**TEXT SEGMENT**
_ _ _

Law No. 71/2014/QH13 on amending a number of articles of tax laws (Law No. 71) became effective from 1 January 2015. Some of the key amendments are outlined below.

The list of deductible expenses of companies used for the calculation of taxable income is expanded to include expenditure on vocational education.4 On the other hand, the list of non-deductible expenses shall exclude expenditure on advertising, marketing, promotion, commissions, receptions, conferences, support for marketing and expenses directly related to business that exceed 15 per cent of deductible expenses.5

A tax rate of 10 per cent for 15 years is expanded to include a company's income from execution of a new investment project in:

  1. the manufacturing of products on the list of ancillary products given priority and satisfying one of the following conditions:
    • ancillary products supporting high technology as defined in the Law on High Technologies; or
    • ancillary products serving manufacturing in the following industries: textiles, leather, electronic, automobile manufacturing and assembly, and mechanical engineering, provided the products could not be manufactured in Vietnam until 1 January 2015, or can be manufactured in Vietnam and satisfy technical standards established by the European Union or equivalent; and
  2. manufacturing, except for manufacturing of products subject to a special excise tax and mineral extraction, the capital investment in which is not less than 12,000 billion dong, the technologies applied are assessed in accordance with the Law on High Technologies and the Law on Science and Technology, and the registered capital is disbursed within five years of the day on which the investment is permitted as prescribed by regulations of the Law on Investment.6

In 2017 and early 2018, the Ministry of Finance submitted draft proposals that will introduce significant changes to the laws on tax duties which may have a negative impact on tax payers. Key proposals include:

  1. corporate income tax on transfers by a foreign enterprise of its capital in a company in Vietnam may be calculated on the transfer price at a rate of 1 per cent, instead of 20 per cent on the income arising from the transfers;
  2. personal income tax on transfers by individuals, irrespective of whether they are residents or non-residents, of their capital in a company in Vietnam may be calculated on the transfer price at a rate of 1 per cent;
  3. for value-added tax, it is proposed that the current ordinary rate of 10 per cent is increased to 12 per cent from 1 January 2019;
  4. an excise tax amount at a rate of 10 per cent may be levied on sweet drinks from 2019, except for 100 per cent natural fruit or vegetable juices, milk and milk products;
  5. organisations and individuals having use rights over land or ownership of houses, facilities constructed on land and other properties in Vietnam (such as aeroplanes, cruise ships and automobiles valued at 1.5 billion dong or more) may be levied a new tax called property tax; and
  6. as regards environmental protection tax, most of the current taxable products, including petroleum (excluding ethanol), diesel fuel, lubricant and coal, may be subject to the maximum tax rate level.

_ _ _

Copy the tax law summary from the words "Law No. 71/2014/QH13" through "are outlined below.", changing "amendments" to "changes".

**RAW DATA**

_ _ _

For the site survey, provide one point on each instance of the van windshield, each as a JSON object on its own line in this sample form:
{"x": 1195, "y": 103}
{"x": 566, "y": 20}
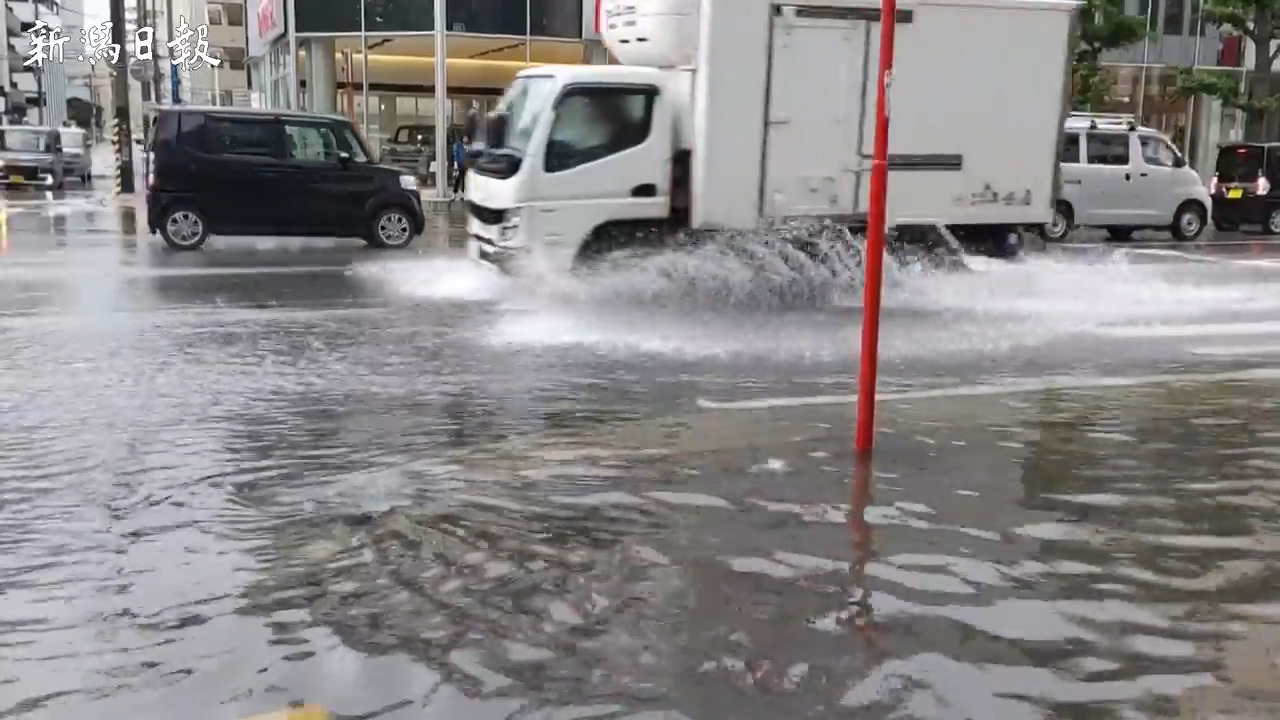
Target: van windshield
{"x": 24, "y": 140}
{"x": 1239, "y": 163}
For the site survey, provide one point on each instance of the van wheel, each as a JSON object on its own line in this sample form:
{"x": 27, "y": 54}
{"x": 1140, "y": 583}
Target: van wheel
{"x": 183, "y": 228}
{"x": 391, "y": 229}
{"x": 1061, "y": 226}
{"x": 1272, "y": 223}
{"x": 1188, "y": 222}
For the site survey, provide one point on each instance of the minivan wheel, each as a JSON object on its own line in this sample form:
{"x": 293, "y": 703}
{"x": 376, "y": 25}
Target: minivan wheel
{"x": 1060, "y": 226}
{"x": 1272, "y": 224}
{"x": 1188, "y": 222}
{"x": 392, "y": 228}
{"x": 183, "y": 228}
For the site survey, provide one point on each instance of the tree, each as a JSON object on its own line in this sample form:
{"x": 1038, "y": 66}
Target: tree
{"x": 1104, "y": 26}
{"x": 1258, "y": 21}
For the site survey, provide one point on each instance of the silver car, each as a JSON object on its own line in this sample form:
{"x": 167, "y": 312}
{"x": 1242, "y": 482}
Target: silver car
{"x": 1123, "y": 177}
{"x": 77, "y": 156}
{"x": 31, "y": 156}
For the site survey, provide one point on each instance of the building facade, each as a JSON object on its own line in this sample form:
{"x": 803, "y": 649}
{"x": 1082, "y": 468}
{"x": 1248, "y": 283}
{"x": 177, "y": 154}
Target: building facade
{"x": 307, "y": 54}
{"x": 40, "y": 94}
{"x": 1144, "y": 77}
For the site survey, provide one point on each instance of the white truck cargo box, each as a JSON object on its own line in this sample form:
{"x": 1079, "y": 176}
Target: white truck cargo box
{"x": 954, "y": 158}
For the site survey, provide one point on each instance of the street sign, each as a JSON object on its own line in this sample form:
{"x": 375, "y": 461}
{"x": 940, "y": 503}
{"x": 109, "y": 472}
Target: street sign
{"x": 142, "y": 71}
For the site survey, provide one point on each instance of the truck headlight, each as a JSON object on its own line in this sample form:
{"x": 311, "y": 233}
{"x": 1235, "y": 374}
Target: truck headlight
{"x": 510, "y": 228}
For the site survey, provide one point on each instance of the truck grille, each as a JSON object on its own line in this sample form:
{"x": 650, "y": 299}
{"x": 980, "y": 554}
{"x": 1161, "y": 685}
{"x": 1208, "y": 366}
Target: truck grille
{"x": 487, "y": 215}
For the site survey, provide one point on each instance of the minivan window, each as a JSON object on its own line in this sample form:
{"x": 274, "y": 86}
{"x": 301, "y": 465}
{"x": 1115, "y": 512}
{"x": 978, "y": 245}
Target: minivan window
{"x": 1239, "y": 163}
{"x": 241, "y": 136}
{"x": 1070, "y": 147}
{"x": 1106, "y": 149}
{"x": 310, "y": 141}
{"x": 1156, "y": 151}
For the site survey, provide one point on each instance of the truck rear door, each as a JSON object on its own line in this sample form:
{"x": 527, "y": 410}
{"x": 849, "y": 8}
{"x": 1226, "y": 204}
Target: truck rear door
{"x": 819, "y": 60}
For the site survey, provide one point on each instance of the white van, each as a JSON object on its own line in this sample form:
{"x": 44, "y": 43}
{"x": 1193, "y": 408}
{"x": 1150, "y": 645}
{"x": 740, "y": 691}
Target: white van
{"x": 1123, "y": 177}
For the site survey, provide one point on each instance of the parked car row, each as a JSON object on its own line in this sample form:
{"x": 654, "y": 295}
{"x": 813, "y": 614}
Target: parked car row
{"x": 44, "y": 156}
{"x": 250, "y": 172}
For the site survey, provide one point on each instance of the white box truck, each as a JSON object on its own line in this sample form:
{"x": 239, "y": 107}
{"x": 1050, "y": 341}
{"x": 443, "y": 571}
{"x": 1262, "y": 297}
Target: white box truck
{"x": 731, "y": 114}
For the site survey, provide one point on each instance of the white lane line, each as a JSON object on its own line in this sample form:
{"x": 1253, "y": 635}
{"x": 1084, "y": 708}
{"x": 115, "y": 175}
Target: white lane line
{"x": 1206, "y": 329}
{"x": 1238, "y": 351}
{"x": 1013, "y": 387}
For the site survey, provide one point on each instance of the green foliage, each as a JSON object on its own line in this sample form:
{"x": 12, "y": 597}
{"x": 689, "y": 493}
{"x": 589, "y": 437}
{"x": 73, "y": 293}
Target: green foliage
{"x": 1260, "y": 22}
{"x": 1104, "y": 26}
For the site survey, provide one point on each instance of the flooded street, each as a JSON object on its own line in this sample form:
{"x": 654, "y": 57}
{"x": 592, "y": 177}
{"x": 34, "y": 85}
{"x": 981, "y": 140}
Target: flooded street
{"x": 402, "y": 488}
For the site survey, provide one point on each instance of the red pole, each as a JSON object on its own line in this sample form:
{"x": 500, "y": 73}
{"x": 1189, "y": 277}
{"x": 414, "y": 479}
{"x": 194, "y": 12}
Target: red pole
{"x": 873, "y": 254}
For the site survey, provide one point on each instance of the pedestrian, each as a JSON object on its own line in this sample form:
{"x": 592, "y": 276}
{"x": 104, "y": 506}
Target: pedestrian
{"x": 460, "y": 163}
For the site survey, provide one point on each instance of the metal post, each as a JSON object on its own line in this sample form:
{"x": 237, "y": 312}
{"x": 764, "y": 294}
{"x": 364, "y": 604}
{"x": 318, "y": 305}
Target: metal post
{"x": 120, "y": 94}
{"x": 442, "y": 103}
{"x": 1146, "y": 54}
{"x": 873, "y": 251}
{"x": 364, "y": 73}
{"x": 292, "y": 16}
{"x": 156, "y": 80}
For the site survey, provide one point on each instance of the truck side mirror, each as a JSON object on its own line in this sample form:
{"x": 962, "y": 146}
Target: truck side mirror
{"x": 496, "y": 131}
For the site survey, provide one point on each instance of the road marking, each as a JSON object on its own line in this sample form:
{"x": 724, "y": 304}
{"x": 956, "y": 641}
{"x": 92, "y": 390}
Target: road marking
{"x": 1189, "y": 331}
{"x": 300, "y": 712}
{"x": 1238, "y": 351}
{"x": 1011, "y": 387}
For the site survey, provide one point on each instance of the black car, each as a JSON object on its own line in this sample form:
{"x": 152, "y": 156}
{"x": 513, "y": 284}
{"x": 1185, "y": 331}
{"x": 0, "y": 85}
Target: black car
{"x": 232, "y": 171}
{"x": 1246, "y": 186}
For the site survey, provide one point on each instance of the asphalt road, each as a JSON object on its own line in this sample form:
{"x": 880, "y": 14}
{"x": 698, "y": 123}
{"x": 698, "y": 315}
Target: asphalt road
{"x": 401, "y": 487}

_ _ _

**EXERCISE RESULT**
Law No. 71/2014/QH13 on amending a number of articles of tax laws (Law No. 71) became effective from 1 January 2015. Some of the key changes are outlined below.